| Excerpt to read |
Award: Presidential Poster Award
Abdulsemed Mohammed, MD1, Amir Sultan, MD1, Grace Braimoh, MD2, Jose D. Debes, MD3
1Addis Ababa University, Adis Ababa, Adis Abeba, Ethiopia; 2Hennepin Healthcare, Minneapolis, MN; 3University of Minnesota, Minneapolis, MN
Introduction: Colon cancer has been reported to occur early in certain African regions, but the understanding of genetic modifications leading to early disease is incomplete. We aimed to study cases of early colon cancer and genetic modifications leading to these tumors in Ethiopia.
Methods: We evaluated all colon masses detected between 2015 and 2018 at Black Lion Hospital, Addis Ababa. Clinical, endoscopic and pathology descriptions were assessed for all cases in 30-year-olds or younger. Subsets of pathology block-tissues were evaluated for genetic modifications via Multiplex Ligation-dependent Probe Amplification.
Results: A total of 38 cases of colon cancer ages 30 or earlier were identified. These represented 13% of all cases of colon cancer in the 3-year period. The median age was 27 years (IQR 27-30), and 50% of individuals were female. None of the cases reported a family history of colon cancer or had evidence of inflammatory bowel disease (IBD). The most common presenting symptom was rectal bleeding (57%) followed by a change in bowel habit (22%). All but one sample were identified as adenocarcinoma, 78% were confined to the rectum, and 65% had distant metastasis or locally advanced disease at the time of diagnosis. Longer duration of symptoms correlated with the presence of metastasis on diagnosis (p=0.035). Surgery (23%) and chemotherapy (15%) were the most frequently used treatments.
We performed genetic analysis of biopsy tissue in a subset of 3 individuals: a) 21 y/o-male showed decrease copies of APC, increase in K-ras, v600f mutation in BRAF and decrease in MSH2 and MLH1; b) 21 y/o-female showed duplication of exon 4 APC, decrease in K-ras and decreased copies of MSH-2; c) 30 y/o-female showed decreased copies of APC, decreased copies of K-ras and BRAF and decreased copies of MSH2 and MLH1
Discussion: We report a high incidence of early colon cancer in Ethiopia with no family history or IBD. Most patients presented with rectal bleeding. Genetic analyses in a subset of patients showed APC and K-ras alterations as well as modifications of mismatch repair pathways.
Citation: Abdulsemed Mohammed, MD; Amir Sultan, MD; Grace Braimoh, MD; Jose D. Debes, MD. P1013 - HIGH INCIDENCE OF EARLY ONSET COLON CANCER IN ETHIOPIA: CLINICAL AND THERAPEUTIC EVALUATION WITH GENETIC MUTATIONAL ANALYSES. Program No. P1013. ACG 2019 Annual Scientific Meeting Abstracts. San Antonio, Texas: American College of Gastroenterology.

[Dataset entries]
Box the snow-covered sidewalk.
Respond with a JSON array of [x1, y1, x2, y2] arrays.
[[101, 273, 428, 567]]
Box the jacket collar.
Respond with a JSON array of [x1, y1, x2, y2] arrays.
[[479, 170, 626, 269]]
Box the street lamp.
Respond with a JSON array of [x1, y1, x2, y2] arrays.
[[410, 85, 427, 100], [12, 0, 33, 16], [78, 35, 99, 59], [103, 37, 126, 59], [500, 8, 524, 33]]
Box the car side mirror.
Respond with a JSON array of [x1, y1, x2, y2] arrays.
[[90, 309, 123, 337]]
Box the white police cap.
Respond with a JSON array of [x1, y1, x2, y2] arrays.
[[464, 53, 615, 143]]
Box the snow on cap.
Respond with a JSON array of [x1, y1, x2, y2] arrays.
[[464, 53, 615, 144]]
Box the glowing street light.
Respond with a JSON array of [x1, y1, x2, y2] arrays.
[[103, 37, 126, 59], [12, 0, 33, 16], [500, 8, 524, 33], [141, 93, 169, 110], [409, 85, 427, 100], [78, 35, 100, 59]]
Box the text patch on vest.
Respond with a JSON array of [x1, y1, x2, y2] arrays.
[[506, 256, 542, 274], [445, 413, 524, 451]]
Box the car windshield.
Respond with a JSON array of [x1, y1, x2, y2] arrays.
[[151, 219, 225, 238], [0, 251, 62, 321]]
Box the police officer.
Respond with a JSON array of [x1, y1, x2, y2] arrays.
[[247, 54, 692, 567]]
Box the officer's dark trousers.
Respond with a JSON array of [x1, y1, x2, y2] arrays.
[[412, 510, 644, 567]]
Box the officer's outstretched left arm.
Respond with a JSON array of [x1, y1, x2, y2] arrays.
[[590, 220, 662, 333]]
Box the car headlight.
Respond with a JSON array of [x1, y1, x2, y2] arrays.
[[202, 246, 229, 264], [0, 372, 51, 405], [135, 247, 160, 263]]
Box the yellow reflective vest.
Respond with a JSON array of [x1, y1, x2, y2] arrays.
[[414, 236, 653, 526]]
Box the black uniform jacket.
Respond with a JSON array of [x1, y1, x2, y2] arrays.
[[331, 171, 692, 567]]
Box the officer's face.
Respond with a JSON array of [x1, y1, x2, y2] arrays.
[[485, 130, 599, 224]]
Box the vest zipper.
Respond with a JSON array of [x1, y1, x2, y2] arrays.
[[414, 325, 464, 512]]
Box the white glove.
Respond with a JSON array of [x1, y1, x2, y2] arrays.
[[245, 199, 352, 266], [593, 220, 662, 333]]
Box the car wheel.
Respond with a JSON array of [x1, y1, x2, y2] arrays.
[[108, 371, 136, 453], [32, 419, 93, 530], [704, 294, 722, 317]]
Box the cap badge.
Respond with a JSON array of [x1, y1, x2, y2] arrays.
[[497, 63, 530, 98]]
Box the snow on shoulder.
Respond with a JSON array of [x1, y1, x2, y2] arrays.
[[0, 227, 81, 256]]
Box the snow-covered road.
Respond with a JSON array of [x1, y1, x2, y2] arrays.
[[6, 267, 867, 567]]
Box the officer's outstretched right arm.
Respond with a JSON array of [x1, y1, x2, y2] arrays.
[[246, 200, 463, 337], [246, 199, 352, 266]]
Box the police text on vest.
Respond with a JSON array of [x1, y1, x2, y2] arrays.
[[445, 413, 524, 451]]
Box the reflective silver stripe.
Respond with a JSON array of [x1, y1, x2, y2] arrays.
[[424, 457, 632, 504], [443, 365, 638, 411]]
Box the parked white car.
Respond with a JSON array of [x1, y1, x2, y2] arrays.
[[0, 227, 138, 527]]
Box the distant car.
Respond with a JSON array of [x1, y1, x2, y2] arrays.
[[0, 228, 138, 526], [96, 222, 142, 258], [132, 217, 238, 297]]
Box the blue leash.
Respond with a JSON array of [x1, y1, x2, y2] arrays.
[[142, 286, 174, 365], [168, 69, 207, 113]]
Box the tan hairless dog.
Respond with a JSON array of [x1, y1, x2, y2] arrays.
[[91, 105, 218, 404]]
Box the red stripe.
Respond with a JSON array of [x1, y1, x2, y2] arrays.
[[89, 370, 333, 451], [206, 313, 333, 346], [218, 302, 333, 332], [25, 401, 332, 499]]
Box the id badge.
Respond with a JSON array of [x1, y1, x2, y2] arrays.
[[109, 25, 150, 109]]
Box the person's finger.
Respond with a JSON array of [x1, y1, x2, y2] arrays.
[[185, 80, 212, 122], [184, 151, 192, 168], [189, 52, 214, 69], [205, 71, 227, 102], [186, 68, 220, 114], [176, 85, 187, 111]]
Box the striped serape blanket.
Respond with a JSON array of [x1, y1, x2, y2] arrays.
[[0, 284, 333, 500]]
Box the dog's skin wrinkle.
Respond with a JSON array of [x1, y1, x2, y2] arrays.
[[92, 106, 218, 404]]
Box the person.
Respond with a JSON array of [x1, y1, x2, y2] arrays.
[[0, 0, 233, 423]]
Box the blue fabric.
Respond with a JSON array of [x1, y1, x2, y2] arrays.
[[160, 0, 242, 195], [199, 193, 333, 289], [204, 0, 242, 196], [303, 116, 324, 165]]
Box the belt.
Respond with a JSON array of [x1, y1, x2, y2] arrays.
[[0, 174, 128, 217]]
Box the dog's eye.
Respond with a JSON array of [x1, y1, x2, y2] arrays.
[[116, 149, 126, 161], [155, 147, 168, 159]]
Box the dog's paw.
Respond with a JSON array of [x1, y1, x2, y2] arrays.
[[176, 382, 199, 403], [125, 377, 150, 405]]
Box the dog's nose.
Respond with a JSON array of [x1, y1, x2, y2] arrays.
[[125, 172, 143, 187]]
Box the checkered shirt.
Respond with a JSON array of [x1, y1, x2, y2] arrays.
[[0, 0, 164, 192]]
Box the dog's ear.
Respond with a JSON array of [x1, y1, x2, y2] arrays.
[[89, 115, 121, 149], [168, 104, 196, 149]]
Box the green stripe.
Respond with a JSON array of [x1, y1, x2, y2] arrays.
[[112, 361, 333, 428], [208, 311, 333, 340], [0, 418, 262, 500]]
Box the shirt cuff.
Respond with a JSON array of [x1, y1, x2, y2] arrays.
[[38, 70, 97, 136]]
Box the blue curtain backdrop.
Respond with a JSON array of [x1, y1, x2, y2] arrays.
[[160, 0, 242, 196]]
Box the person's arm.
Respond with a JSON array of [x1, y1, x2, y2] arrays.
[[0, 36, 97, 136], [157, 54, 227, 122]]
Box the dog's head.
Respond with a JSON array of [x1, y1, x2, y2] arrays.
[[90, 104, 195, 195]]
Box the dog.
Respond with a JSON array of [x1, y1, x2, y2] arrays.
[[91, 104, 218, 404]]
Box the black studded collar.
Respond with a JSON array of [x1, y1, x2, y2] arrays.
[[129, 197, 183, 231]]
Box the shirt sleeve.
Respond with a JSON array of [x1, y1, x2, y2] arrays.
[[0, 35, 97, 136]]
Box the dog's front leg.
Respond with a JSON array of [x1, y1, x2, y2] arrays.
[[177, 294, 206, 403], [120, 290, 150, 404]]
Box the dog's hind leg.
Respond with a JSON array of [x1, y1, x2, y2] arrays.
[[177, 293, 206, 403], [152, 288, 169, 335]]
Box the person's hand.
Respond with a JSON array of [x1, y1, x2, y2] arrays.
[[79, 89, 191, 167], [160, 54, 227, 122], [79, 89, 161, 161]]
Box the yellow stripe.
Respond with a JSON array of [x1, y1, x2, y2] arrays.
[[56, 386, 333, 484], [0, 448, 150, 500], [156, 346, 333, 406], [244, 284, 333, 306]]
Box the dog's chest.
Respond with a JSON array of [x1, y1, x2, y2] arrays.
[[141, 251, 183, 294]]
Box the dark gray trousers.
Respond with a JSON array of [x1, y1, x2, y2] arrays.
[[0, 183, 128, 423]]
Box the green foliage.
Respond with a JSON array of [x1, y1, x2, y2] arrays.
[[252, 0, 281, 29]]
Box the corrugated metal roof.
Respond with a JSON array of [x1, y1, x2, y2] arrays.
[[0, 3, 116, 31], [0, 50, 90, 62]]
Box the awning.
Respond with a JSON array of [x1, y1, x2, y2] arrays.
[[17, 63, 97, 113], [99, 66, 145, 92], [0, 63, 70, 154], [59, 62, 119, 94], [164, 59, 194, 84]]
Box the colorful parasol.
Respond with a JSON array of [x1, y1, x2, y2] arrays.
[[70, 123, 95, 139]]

| Exercise description |
In the abstract on early colon cancer in Ethiopia, what was the most common presenting symptom?

| Solution for this exercise |
Rectal bleeding, reported in 57% of cases.